**Problem to work on:** Retype all of the lines below with no changes.

━━━ Task data

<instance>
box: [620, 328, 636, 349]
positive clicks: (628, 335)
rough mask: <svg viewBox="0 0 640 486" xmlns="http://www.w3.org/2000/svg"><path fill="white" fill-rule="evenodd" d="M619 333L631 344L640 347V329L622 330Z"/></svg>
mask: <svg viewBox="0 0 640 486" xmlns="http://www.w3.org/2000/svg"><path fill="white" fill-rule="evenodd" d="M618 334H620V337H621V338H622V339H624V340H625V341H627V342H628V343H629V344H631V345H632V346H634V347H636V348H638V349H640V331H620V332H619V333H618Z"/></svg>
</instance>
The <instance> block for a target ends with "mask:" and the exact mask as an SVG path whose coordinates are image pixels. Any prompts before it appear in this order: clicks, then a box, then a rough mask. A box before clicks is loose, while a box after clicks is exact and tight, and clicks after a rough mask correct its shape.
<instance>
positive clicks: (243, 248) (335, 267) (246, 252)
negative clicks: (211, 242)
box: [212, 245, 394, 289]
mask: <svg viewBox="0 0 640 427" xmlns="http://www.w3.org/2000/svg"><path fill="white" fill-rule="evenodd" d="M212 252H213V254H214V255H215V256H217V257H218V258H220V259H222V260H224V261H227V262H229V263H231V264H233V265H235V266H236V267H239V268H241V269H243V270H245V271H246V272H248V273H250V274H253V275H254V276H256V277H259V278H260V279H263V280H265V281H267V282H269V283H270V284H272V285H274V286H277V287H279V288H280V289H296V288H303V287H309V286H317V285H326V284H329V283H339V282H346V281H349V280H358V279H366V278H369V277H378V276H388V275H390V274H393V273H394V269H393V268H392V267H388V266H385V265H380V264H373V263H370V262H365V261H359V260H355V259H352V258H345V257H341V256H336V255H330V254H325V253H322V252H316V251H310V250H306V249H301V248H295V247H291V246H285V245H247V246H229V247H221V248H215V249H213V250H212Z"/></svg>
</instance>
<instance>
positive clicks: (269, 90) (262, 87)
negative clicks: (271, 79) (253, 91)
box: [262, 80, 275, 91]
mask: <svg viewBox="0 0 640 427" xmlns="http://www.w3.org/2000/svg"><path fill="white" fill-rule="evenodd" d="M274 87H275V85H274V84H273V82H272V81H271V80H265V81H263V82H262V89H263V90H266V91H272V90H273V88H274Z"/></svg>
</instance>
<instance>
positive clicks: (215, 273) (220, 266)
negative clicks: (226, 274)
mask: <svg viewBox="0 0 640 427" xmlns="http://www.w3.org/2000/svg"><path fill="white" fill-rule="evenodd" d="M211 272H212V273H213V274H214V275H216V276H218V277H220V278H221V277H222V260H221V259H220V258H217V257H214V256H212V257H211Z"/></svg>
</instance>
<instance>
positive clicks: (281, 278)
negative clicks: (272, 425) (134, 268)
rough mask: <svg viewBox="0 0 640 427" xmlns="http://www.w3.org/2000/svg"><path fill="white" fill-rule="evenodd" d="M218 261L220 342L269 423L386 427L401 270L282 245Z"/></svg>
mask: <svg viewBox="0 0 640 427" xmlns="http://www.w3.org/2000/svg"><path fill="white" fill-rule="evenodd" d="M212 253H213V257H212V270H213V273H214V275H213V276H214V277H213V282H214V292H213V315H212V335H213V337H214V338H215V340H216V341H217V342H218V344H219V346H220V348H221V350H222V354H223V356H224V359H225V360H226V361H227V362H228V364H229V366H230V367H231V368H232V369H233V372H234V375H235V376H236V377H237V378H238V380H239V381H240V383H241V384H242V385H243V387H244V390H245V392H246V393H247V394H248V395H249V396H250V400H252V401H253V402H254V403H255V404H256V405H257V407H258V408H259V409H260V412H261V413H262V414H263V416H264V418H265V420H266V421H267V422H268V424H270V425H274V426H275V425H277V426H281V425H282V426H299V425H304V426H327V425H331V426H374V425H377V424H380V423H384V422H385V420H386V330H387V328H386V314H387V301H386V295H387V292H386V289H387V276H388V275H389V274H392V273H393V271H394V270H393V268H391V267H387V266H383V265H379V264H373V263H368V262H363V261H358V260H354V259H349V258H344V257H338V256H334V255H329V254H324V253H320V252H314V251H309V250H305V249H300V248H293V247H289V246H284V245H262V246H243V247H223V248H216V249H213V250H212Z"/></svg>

━━━━━━

**Task result:**
<instance>
box: [620, 328, 636, 349]
positive clicks: (628, 335)
rough mask: <svg viewBox="0 0 640 486" xmlns="http://www.w3.org/2000/svg"><path fill="white" fill-rule="evenodd" d="M619 333L631 344L640 347V329L622 330Z"/></svg>
mask: <svg viewBox="0 0 640 486" xmlns="http://www.w3.org/2000/svg"><path fill="white" fill-rule="evenodd" d="M618 334H620V337H621V338H622V339H624V340H625V341H627V342H628V343H629V344H631V345H632V346H634V347H636V348H638V349H640V331H620V332H619V333H618Z"/></svg>
</instance>
The <instance> block for a target ends with "mask:" and the exact mask as an SVG path whose coordinates are image pixels. Any prompts before it appear in this order: clicks, then a box, then a rough mask. A box before clicks is loose, while a box after clicks is exact and tight, and clicks after a rough mask correct its shape.
<instance>
positive clicks: (243, 248) (335, 267) (246, 252)
negative clicks: (211, 242)
box: [212, 245, 394, 289]
mask: <svg viewBox="0 0 640 427" xmlns="http://www.w3.org/2000/svg"><path fill="white" fill-rule="evenodd" d="M212 252H213V254H214V255H215V256H217V257H218V258H220V259H222V260H224V261H227V262H229V263H231V264H233V265H235V266H236V267H239V268H241V269H243V270H245V271H246V272H248V273H250V274H253V275H254V276H256V277H259V278H260V279H263V280H265V281H267V282H269V283H270V284H272V285H274V286H277V287H279V288H280V289H296V288H303V287H309V286H317V285H326V284H329V283H339V282H346V281H349V280H358V279H366V278H369V277H378V276H388V275H390V274H393V273H394V269H393V268H392V267H388V266H385V265H380V264H373V263H370V262H365V261H359V260H355V259H352V258H345V257H341V256H336V255H330V254H325V253H322V252H316V251H310V250H306V249H301V248H295V247H291V246H285V245H247V246H229V247H221V248H215V249H213V250H212Z"/></svg>
</instance>
<instance>
positive clicks: (269, 90) (262, 87)
negative clicks: (271, 79) (253, 91)
box: [262, 80, 275, 91]
mask: <svg viewBox="0 0 640 427" xmlns="http://www.w3.org/2000/svg"><path fill="white" fill-rule="evenodd" d="M274 87H275V85H274V84H273V82H272V81H271V80H265V81H263V82H262V89H263V90H266V91H272V90H273V88H274Z"/></svg>
</instance>
<instance>
positive clicks: (215, 273) (220, 266)
negative clicks: (226, 274)
mask: <svg viewBox="0 0 640 427" xmlns="http://www.w3.org/2000/svg"><path fill="white" fill-rule="evenodd" d="M211 272H212V273H213V274H214V275H216V276H218V277H220V278H221V277H222V260H221V259H220V258H217V257H214V256H212V257H211Z"/></svg>
</instance>
<instance>
positive clicks: (281, 278)
negative clicks: (272, 425) (134, 268)
rough mask: <svg viewBox="0 0 640 427" xmlns="http://www.w3.org/2000/svg"><path fill="white" fill-rule="evenodd" d="M218 261L220 342L269 423L386 427L401 270L282 245Z"/></svg>
mask: <svg viewBox="0 0 640 427" xmlns="http://www.w3.org/2000/svg"><path fill="white" fill-rule="evenodd" d="M212 253H213V257H212V270H213V273H214V275H213V276H214V277H213V282H214V292H213V315H212V335H213V337H214V338H215V340H216V341H217V342H218V344H219V346H220V348H221V350H222V354H223V356H224V359H225V360H226V361H227V362H228V364H229V366H230V367H231V368H232V369H233V372H234V375H235V376H236V377H237V378H238V380H239V381H240V383H241V384H242V385H243V387H244V390H245V392H246V393H247V394H248V395H249V396H250V400H252V401H253V402H254V403H255V404H256V405H257V407H258V408H259V409H260V412H261V413H262V414H263V416H264V418H265V420H266V421H267V422H268V424H270V425H274V426H275V425H277V426H281V425H282V426H299V425H304V426H327V425H331V426H374V425H377V424H380V423H384V422H385V420H386V330H387V328H386V314H387V301H386V295H387V292H386V289H387V276H388V275H389V274H392V273H393V271H394V270H393V268H391V267H387V266H383V265H379V264H373V263H368V262H363V261H358V260H354V259H349V258H344V257H338V256H334V255H329V254H324V253H320V252H314V251H309V250H305V249H300V248H293V247H289V246H284V245H262V246H243V247H223V248H216V249H213V250H212Z"/></svg>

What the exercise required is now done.